- WORK REQUIRED -
Edit all the rows below so that "Expected format" becomes "Required format" wherever it appears, and keep everything else the same.

- RECORDS -
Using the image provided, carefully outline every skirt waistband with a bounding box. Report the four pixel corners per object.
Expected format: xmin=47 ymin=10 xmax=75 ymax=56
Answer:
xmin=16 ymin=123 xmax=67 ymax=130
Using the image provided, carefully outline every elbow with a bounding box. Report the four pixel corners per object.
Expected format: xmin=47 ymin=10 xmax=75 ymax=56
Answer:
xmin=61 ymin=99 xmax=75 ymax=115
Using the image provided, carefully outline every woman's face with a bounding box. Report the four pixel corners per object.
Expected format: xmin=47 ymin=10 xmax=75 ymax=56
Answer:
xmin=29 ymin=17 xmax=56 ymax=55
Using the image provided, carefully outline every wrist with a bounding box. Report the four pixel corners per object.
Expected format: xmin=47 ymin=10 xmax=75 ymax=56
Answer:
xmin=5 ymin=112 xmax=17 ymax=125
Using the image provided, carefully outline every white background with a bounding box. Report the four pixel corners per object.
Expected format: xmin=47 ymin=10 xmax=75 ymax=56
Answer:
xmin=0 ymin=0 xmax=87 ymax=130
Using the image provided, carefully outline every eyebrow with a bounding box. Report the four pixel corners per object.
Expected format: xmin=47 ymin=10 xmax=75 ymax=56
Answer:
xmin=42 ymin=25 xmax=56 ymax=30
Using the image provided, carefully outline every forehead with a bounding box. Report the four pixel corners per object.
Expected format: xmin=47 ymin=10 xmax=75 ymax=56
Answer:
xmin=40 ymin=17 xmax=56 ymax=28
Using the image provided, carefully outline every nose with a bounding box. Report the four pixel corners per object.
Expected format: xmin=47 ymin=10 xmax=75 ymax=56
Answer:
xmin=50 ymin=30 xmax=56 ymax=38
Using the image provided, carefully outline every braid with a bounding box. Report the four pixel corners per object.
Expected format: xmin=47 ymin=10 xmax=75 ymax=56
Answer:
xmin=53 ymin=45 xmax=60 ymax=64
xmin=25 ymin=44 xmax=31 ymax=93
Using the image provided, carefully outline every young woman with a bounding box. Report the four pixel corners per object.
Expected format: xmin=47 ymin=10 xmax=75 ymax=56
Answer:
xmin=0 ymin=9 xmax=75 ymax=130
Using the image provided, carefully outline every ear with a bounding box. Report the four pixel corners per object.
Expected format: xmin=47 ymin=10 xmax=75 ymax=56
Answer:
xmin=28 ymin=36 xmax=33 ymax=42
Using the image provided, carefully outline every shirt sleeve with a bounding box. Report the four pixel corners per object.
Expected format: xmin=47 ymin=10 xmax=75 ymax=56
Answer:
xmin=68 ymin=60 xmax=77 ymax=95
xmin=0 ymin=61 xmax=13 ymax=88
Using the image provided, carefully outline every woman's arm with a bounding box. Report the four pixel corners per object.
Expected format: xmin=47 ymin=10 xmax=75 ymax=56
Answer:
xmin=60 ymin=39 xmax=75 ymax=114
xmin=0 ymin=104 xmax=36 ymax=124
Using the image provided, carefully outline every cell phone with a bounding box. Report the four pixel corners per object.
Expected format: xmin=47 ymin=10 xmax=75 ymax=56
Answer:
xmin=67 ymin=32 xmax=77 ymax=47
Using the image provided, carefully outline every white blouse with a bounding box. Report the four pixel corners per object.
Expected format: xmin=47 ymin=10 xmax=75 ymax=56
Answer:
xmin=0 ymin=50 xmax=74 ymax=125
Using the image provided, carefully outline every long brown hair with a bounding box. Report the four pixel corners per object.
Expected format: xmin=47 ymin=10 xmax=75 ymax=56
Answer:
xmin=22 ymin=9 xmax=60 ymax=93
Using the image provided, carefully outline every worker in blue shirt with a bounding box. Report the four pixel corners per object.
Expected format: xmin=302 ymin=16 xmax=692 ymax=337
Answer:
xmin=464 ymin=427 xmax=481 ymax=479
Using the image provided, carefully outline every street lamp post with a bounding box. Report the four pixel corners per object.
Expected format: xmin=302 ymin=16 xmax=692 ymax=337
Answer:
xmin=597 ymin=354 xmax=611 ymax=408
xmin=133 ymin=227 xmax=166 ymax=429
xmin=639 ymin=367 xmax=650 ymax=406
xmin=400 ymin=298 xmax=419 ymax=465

- RESULT BELOW -
Using the image provided, carefully outline every skirt waistband with a bounding box. Report the four pixel corners per object.
Required format: xmin=47 ymin=10 xmax=75 ymax=56
Answer:
xmin=16 ymin=123 xmax=67 ymax=130
Using the image provided, carefully outline every elbow with a bounding box. Report the four pixel corners per object.
Required format: xmin=47 ymin=10 xmax=75 ymax=56
Answer:
xmin=61 ymin=99 xmax=75 ymax=115
Using the image provided, carefully outline every woman's face with a bounding box. Report the four pixel corners per object.
Required format: xmin=47 ymin=10 xmax=75 ymax=56
Answer:
xmin=29 ymin=17 xmax=56 ymax=55
Using the image provided, carefully outline every wrist with a bounding box. Report the four pixel corners per object.
Required format: xmin=47 ymin=10 xmax=75 ymax=56
Answer:
xmin=5 ymin=112 xmax=17 ymax=125
Using the image provided, carefully outline every white background with a bounding box. Report the four pixel corners per object.
Required format: xmin=47 ymin=10 xmax=75 ymax=56
Answer:
xmin=0 ymin=0 xmax=87 ymax=130
Using the image provided, carefully outline every eyebrow with a bounding box. Report the four pixel corners per object.
Required format: xmin=47 ymin=10 xmax=75 ymax=56
Answer:
xmin=42 ymin=25 xmax=56 ymax=30
Using the image provided, carefully outline every forehead with a bounding box. Report the four pixel corners per object.
Required format: xmin=47 ymin=10 xmax=75 ymax=56
Answer:
xmin=40 ymin=17 xmax=56 ymax=28
Using the image provided, carefully outline every nose with a bounding box. Report the four pixel corners per object.
Required format: xmin=47 ymin=10 xmax=75 ymax=56
Answer:
xmin=50 ymin=30 xmax=56 ymax=38
Using the image provided, carefully outline every braid with a bounding box. Report the four pixel corners per object.
Required format: xmin=47 ymin=10 xmax=75 ymax=56
Answer:
xmin=53 ymin=45 xmax=60 ymax=64
xmin=25 ymin=44 xmax=31 ymax=93
Using the image provided, carefully outline every young woman with a bounding box. Report the four pixel corners per object.
Required format: xmin=47 ymin=10 xmax=75 ymax=56
Answer:
xmin=0 ymin=9 xmax=75 ymax=130
Using the image provided, carefully outline every ear with a bounding box. Report the four pixel corners per object.
Required format: xmin=47 ymin=10 xmax=75 ymax=56
Answer:
xmin=28 ymin=36 xmax=33 ymax=42
Using the image provided, carefully outline every shirt sleeve with a bounding box. Report the four pixel corners per object.
Required format: xmin=47 ymin=10 xmax=75 ymax=56
Answer:
xmin=68 ymin=60 xmax=77 ymax=95
xmin=0 ymin=61 xmax=13 ymax=88
Using the image provided, carefully outline every woman's arm with a bounding box. Report the four pixel corners per object.
Required format: xmin=47 ymin=10 xmax=75 ymax=56
Answer:
xmin=60 ymin=39 xmax=75 ymax=114
xmin=0 ymin=104 xmax=36 ymax=124
Using the image provided, carefully outline every cell phone with a bounding box. Report the four pixel corners per object.
Required format: xmin=47 ymin=10 xmax=75 ymax=56
Answer:
xmin=67 ymin=32 xmax=77 ymax=47
Using the image provided, carefully outline every white blouse with a bounding box. Report the four pixel corners per object.
Required format: xmin=47 ymin=10 xmax=75 ymax=56
Answer:
xmin=0 ymin=50 xmax=74 ymax=125
Using the image provided, carefully outline every long brown hair with a bounding box. Report the four pixel corners per object.
Required format: xmin=47 ymin=10 xmax=75 ymax=56
Answer:
xmin=22 ymin=9 xmax=60 ymax=93
Using the image provided, carefully outline every worker in blue shirt with a bounding box. Report the four pixel corners per object.
Required format: xmin=302 ymin=16 xmax=692 ymax=337
Answer:
xmin=464 ymin=427 xmax=481 ymax=479
Using the image provided, carefully outline every street lamp post with a bounding box. Report the four pixel corners per object.
Required format: xmin=302 ymin=16 xmax=692 ymax=337
Answer:
xmin=597 ymin=354 xmax=611 ymax=408
xmin=133 ymin=227 xmax=166 ymax=429
xmin=639 ymin=367 xmax=650 ymax=406
xmin=400 ymin=298 xmax=419 ymax=465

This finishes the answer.